----- PASSAGE PROVIDED -----

Las Vegas Sun

March 29, 2024

Flying high again: Aviators look to duplicate their award-winning Las Vegas Ballpark debut

Las Vegas Aviators vs Reno Aces

Sam Morris/Las Vegas News Bureau

Fireworks light up the sky after the Las Vegas Aviators game against the Reno Aces Wednesday, July 3, 2019, at Las Vegas Ballpark.

The Las Vegas Aviators might need an entire wing of Las Vegas Ballpark to house all the awards and accolades they received in their inaugural season at the venue two years ago.

Upcoming home schedule

• May 6-11 vs. Sacramento River Cats

• May 20-25 vs. Salt Lake Bees

• Tickets available at ticketmaster.com or by calling 702-943-7200.

Ballpark Digest named the Aviators the Team of the Year and Las Vegas Ballpark the Ballpark of the Year, the first time in the baseball-industry awards’ 20-year history that a franchise earned both. Meanwhile, Aviators President and Chief Operating Officer Don Logan took home Baseball America’s coveted Minor League Executive of the Year honors.

----- INFORMATION SUPPLIED -----

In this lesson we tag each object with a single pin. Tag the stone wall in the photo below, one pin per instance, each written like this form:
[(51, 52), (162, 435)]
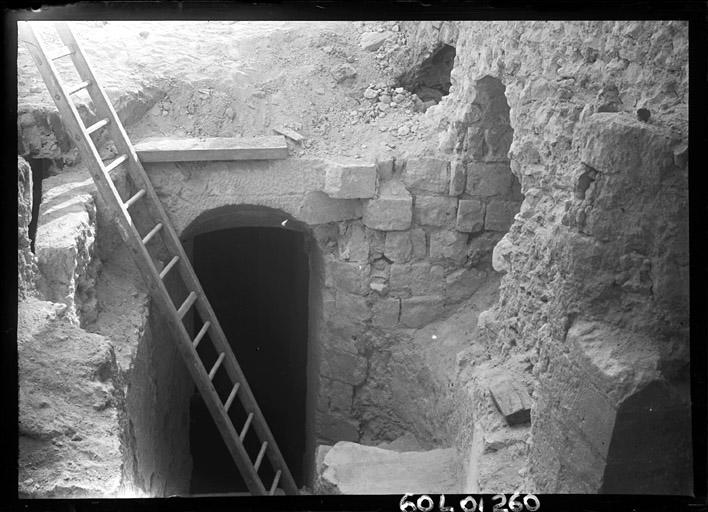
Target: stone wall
[(26, 261), (593, 304), (402, 242)]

-----

- WRITTEN REQUEST -
Quote the Aviators article word for word, starting with "Fireworks light up" and going on through "by calling 702-943-7200.".

- REPLY -
Fireworks light up the sky after the Las Vegas Aviators game against the Reno Aces Wednesday, July 3, 2019, at Las Vegas Ballpark.

The Las Vegas Aviators might need an entire wing of Las Vegas Ballpark to house all the awards and accolades they received in their inaugural season at the venue two years ago.

Upcoming home schedule

• May 6-11 vs. Sacramento River Cats

• May 20-25 vs. Salt Lake Bees

• Tickets available at ticketmaster.com or by calling 702-943-7200.